Tasks to complete:
a) From the llama-index chatbot tutorial, quote everything from "Let us setup" down to "Invested Capital Important?" word for word.
b) According to the llama-index chatbot tutorial, why can the call to construct_index be skipped when the app is run again? Answer in one to three sentences.

Source document:
========================================================================
If you have used OpenAI and would like to finetune the model on your own data.
Let us setup the environment first
pip3 install openai
pip3 install llama-index
pip3 install pypdf
pip3 install gradio
To train my custom document, in this case, I have downloaded the documment "Getting ROIC right" from EY website, and posted a few questions:
Q1: Why is Return on Invested Capital Important?
Q2: Can you explain what a liability is? Can you give me a full list in bullet points?
Q3: Your role is investor and your task is to calculate ROIC. Also give me an example with actual numbers.
Now, lets talk about the code.
My folder structure looks like this, and I have copied my pdf in training-data folder
training-data
In the above image, I have my code in custom_chat.py. There are two other folders created by llama-index, the indexes folder that it built using your pdf content and flagged folder created by gradio.
Now the code part:
from llama_index import GPTVectorStoreIndex, SimpleDirectoryReader, LLMPredictor, ServiceContext, StorageContext, load_index_from_storage
from langchain import OpenAI
import gradio
import os
os.environ["OPENAI_API_KEY"] = 'INSERT_KEY_HERE'
def construct_index(directory_path):
# set number of output tokens
num_outputs = 256
_llm_predictor = LLMPredictor(llm=OpenAI(temperature=0.5, model_name="gpt-3.5-turbo", max_tokens=num_outputs))
service_context = ServiceContext.from_defaults(llm_predictor=_llm_predictor)
docs = SimpleDirectoryReader(directory_path).load_data()
index = GPTVectorStoreIndex.from_documents(docs, service_context=service_context)
#Directory in which the indexes will be stored
index.storage_context.persist(persist_dir="indexes")
return index
def chatbot(input_text):
# rebuild storage context
storage_context = StorageContext.from_defaults(persist_dir="indexes")
#load indexes from directory using storage_context
query_engine = load_index_from_storage(storage_context).as_query_engine()
response = query_engine.query(input_text)
#returning the response
return response.response
#Creating the web UIusing gradio
iface = gradio.Interface(fn=chatbot,
inputs=gradio.Textbox(lines=5, label="Enter your question here"),
outputs="text",
title="Custom-trained AI Chatbot")
#Constructing indexes based on the documents in traininData folder
#This can be skipped if you have already trained your app and need to re-run it
index = construct_index("training-data")
#launching the web UI using gradio
iface.launch(share=True)
========================================================================
Natural language region descriptions:
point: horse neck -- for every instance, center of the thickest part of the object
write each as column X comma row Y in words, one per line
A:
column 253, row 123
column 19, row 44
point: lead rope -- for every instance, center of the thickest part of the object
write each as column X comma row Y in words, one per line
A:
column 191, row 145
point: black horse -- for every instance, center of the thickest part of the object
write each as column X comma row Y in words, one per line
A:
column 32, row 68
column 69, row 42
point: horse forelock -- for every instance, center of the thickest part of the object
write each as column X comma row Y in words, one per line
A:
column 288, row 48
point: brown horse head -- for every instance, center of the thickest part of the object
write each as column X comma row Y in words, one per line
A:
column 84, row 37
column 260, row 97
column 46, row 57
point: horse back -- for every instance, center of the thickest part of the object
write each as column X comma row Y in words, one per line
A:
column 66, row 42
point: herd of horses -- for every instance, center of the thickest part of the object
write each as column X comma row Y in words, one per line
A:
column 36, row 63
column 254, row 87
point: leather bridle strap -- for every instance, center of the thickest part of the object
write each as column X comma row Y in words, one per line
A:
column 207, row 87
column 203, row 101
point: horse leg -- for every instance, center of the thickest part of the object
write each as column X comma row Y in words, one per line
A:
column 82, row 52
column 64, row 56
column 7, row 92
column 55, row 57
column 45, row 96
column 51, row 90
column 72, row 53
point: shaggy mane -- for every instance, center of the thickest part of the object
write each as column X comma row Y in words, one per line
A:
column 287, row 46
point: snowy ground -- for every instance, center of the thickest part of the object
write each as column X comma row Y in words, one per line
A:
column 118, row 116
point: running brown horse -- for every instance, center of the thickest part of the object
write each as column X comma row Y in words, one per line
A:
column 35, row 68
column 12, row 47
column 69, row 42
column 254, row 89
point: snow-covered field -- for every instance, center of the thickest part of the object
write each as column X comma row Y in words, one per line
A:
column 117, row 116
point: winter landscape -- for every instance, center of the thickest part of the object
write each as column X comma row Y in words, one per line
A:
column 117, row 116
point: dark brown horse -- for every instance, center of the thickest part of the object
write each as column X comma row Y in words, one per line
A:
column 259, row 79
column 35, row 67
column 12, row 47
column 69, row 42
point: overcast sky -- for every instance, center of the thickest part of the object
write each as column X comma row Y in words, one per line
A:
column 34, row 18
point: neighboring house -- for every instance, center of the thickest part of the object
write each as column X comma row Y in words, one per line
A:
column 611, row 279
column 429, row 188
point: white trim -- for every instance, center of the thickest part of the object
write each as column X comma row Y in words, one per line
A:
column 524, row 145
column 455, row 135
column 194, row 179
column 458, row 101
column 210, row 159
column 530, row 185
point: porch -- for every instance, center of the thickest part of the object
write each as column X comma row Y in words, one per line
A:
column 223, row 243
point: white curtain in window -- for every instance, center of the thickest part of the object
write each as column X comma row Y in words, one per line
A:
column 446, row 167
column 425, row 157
========================================================================
Answers by item number:
a)
Let us setup the environment first
pip3 install openai
pip3 install llama-index
pip3 install pypdf
pip3 install gradio
To train my custom document, in this case, I have downloaded the documment "Getting ROIC right" from EY website, and posted a few questions:
Q1: Why is Return on Invested Capital Important?

b) The construct_index function saves the indexes it builds from the PDF content to the "indexes" directory. The chatbot function rebuilds its storage context from that directory and loads the indexes from there. So once the app has been trained, it can be re-run without rebuilding the indexes.